▶ INSTRUCCIONES:
Por favor, enumera todos los nombres propios que aparecen en el fragmento de abajo, sin repetir ninguno.

▶ FRAGMENTO DEL TEXTO:
▼

Muy queridos amigos:
Este verano, en el Aruba, mi
idolatrado amigo J. E. tuvo a bien abrirle los ojos a mi hijo: “Tu padre es un quejica
y un llorón”. Ya lo tenía yo jodido para esquivar hacia el solete la espesa
sombra de Frank de la Jungla,
la única figura masculina que venera mi Antoniet, como para que el J. E. echase
la última paletada de escepticismo sobre mi moribundo respeto paterno-filial.
Sí, siempre fui un quejica y tendí a la soledad melancólica y, desde luego, nunca
tuve el menor interés por jugarme el físico entre animales salvajes,
exceptuando los renacuajos y los cangrejos que capturaba de pequeño en la
desembocadura del río Algar, que están por domesticar pero no te matan. Tampoco
he sido optimista. Ni creo que la felicidad alcance más allá de esos breves
instantes de pellizco estomacal que sentimos muy de vez en cuando. No sé quién
dijo que es preferible ser pesimista, porque si las cosas salen mal (como es
costumbre) siempre puedes echarle en cara al optimista su ingenuidad con frases
tan rotundas como: “Los lo advertí” o “Se veía de venir”. Ahora que me acerco a
los cincuenta, el declive físico (en franca decadencia desde mi primer llanto)

▲

▶ DATOS DE ENTRADA:
▼

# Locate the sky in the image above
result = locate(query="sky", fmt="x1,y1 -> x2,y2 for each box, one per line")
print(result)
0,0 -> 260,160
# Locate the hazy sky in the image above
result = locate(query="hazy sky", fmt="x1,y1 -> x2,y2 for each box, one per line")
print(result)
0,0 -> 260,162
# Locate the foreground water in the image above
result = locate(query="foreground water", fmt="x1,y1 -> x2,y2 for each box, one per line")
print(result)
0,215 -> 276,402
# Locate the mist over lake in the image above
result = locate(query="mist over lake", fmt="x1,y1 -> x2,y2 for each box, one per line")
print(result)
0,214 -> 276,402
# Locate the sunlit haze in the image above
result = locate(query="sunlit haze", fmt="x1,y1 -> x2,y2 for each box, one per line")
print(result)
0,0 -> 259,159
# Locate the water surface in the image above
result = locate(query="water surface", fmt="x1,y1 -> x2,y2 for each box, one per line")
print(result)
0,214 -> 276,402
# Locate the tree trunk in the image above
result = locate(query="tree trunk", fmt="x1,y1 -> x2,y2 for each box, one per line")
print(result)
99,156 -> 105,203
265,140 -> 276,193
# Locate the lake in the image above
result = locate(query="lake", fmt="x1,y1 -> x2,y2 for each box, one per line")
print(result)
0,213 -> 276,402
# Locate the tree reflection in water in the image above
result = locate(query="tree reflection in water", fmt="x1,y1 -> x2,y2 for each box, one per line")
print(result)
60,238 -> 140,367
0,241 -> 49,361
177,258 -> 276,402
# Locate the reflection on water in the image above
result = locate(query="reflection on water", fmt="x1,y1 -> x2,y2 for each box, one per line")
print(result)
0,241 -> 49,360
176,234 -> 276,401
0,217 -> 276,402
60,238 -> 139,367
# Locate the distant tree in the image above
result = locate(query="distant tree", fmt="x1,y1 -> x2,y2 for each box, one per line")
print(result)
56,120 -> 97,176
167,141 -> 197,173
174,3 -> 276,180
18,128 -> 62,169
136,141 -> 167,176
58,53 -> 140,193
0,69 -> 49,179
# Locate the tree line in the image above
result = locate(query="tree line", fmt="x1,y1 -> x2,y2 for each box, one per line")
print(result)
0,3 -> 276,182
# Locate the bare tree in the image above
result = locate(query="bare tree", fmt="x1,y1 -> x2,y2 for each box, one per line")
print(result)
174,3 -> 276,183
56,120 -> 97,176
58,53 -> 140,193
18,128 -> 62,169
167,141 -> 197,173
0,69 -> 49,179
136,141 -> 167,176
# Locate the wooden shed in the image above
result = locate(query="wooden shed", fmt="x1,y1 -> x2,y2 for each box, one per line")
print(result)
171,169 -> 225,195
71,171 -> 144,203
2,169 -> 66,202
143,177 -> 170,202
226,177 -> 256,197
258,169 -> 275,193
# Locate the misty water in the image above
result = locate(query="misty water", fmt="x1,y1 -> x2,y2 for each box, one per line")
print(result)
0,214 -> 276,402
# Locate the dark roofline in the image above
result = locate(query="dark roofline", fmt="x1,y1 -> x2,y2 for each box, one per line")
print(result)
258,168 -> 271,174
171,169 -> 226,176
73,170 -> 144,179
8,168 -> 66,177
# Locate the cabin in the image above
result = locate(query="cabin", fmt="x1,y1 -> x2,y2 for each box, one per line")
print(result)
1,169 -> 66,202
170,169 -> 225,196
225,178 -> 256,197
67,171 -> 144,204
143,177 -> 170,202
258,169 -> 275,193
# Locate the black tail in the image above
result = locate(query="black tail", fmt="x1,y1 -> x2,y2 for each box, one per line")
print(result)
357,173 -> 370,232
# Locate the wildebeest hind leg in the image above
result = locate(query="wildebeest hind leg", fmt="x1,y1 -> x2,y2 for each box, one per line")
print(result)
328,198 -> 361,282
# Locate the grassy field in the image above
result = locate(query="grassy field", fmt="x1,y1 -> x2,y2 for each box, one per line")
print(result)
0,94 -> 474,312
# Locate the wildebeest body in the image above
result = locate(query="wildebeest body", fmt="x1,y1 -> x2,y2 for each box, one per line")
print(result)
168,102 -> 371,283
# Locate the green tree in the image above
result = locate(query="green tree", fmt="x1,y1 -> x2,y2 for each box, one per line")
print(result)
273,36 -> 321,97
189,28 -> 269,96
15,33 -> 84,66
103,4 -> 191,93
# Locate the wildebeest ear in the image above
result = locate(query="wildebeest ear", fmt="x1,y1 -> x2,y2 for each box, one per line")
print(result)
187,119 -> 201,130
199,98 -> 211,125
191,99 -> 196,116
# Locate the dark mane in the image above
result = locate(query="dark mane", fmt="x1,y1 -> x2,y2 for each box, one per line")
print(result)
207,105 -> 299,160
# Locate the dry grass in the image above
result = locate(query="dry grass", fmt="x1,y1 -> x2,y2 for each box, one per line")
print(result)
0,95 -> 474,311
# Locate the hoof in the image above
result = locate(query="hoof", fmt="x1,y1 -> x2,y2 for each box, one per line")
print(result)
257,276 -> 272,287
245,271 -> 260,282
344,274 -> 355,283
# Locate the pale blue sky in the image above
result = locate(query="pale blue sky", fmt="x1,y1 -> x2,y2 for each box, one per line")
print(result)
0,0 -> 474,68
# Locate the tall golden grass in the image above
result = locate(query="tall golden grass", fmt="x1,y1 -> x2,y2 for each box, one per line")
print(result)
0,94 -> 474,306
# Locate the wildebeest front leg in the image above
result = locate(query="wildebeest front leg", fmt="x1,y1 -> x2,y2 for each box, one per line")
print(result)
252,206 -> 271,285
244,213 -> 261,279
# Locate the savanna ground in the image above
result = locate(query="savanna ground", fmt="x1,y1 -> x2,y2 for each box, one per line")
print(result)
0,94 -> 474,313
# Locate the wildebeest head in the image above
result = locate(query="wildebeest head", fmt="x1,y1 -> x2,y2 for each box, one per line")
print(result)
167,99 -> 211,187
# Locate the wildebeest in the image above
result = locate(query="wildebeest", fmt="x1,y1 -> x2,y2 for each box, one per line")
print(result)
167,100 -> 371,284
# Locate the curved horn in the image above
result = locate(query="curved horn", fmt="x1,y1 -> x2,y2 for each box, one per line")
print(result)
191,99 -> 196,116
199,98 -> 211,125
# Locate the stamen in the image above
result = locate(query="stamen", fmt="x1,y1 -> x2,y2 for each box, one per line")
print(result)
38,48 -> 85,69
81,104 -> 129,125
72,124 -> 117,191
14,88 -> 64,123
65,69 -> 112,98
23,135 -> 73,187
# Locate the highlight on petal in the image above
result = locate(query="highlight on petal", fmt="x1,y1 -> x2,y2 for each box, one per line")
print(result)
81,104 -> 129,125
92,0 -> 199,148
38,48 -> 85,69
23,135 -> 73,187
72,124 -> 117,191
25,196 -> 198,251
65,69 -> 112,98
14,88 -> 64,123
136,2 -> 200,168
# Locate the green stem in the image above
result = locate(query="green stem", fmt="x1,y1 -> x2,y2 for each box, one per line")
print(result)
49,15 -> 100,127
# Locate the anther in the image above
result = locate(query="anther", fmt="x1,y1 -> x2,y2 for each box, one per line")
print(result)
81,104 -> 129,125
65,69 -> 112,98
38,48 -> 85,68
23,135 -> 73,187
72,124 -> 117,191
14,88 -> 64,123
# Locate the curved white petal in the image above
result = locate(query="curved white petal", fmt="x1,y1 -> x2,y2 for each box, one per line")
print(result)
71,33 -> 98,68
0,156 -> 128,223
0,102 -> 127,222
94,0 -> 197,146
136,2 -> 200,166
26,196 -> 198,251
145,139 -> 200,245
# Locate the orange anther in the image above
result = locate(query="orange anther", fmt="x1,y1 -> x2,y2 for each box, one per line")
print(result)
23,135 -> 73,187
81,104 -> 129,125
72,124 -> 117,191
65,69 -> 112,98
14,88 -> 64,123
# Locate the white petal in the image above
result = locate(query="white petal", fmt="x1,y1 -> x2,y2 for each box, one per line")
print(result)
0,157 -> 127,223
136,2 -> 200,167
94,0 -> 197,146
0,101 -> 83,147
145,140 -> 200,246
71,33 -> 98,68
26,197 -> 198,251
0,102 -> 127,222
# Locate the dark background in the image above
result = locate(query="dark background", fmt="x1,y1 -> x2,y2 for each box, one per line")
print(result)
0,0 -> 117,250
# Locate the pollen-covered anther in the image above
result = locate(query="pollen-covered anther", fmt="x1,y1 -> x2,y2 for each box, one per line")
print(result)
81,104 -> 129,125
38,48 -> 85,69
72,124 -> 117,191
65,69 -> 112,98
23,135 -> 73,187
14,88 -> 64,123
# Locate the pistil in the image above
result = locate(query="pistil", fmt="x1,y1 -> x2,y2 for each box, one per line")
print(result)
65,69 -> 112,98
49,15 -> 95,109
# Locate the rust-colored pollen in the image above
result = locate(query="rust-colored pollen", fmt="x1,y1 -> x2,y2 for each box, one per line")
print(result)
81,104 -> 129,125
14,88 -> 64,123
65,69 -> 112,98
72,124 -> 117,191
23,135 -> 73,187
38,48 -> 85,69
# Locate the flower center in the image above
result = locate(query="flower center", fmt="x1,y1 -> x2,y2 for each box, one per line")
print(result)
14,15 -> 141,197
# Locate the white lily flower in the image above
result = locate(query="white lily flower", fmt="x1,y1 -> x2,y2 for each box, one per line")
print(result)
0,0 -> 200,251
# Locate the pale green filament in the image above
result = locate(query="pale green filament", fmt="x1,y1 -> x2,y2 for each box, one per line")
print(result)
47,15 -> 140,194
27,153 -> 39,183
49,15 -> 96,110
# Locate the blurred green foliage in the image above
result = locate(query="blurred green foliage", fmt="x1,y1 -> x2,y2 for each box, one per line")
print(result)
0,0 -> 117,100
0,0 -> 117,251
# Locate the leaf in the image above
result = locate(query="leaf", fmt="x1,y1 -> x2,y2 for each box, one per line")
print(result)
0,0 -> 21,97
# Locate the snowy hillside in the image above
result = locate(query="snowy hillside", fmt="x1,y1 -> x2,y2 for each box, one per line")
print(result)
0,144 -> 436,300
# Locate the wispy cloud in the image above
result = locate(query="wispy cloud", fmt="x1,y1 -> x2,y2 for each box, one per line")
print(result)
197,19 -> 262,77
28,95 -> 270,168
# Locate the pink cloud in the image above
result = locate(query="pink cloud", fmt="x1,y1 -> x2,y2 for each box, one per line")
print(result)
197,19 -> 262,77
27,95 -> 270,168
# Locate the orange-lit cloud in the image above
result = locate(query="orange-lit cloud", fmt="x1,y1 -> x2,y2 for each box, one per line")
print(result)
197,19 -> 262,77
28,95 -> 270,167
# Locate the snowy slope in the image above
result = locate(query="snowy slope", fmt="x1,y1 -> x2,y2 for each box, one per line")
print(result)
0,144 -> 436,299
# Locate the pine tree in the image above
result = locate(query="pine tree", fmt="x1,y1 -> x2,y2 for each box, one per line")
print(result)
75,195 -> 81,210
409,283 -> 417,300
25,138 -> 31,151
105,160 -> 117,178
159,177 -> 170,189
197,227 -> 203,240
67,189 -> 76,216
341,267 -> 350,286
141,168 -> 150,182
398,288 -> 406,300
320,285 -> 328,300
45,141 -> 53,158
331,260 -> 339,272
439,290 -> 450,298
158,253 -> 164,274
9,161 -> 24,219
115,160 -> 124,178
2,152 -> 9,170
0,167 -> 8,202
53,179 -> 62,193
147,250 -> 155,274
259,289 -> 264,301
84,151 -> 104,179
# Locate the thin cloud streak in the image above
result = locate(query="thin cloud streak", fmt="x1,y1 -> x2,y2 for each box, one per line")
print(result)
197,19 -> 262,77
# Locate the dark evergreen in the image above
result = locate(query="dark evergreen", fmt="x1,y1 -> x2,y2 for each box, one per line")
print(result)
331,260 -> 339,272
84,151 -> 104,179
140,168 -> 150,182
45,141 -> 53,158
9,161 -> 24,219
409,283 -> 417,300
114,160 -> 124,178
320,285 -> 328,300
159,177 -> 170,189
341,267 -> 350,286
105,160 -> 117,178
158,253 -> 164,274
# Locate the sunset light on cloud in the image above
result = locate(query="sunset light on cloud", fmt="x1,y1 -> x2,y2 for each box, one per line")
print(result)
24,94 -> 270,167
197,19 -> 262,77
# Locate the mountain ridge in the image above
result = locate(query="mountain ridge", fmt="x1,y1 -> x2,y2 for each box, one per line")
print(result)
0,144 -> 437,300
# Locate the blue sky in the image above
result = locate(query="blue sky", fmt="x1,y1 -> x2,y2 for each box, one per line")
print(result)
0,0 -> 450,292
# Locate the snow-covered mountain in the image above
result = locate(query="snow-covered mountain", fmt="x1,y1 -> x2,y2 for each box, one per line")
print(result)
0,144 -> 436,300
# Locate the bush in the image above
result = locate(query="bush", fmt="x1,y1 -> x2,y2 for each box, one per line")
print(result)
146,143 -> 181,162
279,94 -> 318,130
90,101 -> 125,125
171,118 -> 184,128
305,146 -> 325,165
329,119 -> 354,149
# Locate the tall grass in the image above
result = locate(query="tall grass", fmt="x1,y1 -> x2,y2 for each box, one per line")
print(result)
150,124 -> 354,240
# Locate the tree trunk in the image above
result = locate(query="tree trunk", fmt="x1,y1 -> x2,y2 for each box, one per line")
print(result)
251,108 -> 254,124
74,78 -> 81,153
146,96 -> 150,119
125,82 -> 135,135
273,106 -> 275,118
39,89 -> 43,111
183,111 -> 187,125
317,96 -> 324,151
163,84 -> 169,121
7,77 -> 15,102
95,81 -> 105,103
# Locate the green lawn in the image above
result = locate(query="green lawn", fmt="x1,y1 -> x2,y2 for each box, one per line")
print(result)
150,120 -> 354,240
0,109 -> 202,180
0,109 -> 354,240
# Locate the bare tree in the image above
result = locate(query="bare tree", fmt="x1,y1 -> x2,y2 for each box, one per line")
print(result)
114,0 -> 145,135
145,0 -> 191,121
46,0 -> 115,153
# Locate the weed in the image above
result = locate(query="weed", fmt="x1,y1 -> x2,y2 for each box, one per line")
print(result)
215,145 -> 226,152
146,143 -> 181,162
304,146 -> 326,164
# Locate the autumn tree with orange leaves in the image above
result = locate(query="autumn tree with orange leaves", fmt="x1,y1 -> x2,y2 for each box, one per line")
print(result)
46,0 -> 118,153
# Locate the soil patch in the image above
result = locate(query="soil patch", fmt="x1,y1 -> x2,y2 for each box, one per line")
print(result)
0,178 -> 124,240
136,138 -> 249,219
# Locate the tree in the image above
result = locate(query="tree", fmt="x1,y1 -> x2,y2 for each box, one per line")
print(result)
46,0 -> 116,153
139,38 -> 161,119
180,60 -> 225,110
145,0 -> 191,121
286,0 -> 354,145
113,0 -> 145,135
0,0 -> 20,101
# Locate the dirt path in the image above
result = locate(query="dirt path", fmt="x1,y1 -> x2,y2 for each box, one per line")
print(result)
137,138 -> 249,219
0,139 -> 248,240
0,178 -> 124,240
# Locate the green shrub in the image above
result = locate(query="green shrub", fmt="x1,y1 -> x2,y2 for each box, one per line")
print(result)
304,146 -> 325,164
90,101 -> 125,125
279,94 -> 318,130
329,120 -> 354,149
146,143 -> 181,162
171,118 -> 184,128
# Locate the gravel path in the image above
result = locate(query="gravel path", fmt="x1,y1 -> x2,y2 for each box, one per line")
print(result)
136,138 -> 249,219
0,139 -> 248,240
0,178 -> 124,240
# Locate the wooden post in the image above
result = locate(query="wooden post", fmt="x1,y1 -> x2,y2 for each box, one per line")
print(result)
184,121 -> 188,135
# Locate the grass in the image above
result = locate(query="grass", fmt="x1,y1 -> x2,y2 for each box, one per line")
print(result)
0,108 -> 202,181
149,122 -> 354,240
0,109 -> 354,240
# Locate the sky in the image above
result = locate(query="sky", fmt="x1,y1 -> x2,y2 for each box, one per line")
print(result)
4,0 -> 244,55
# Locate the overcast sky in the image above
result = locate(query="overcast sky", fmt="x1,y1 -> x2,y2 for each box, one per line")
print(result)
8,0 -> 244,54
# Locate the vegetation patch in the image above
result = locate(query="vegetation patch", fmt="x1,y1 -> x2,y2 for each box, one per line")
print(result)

▲

▶ TU RESPUESTA:
- Aruba
- J. E.
- Frank de la Jungla
- Antoniet
- Algar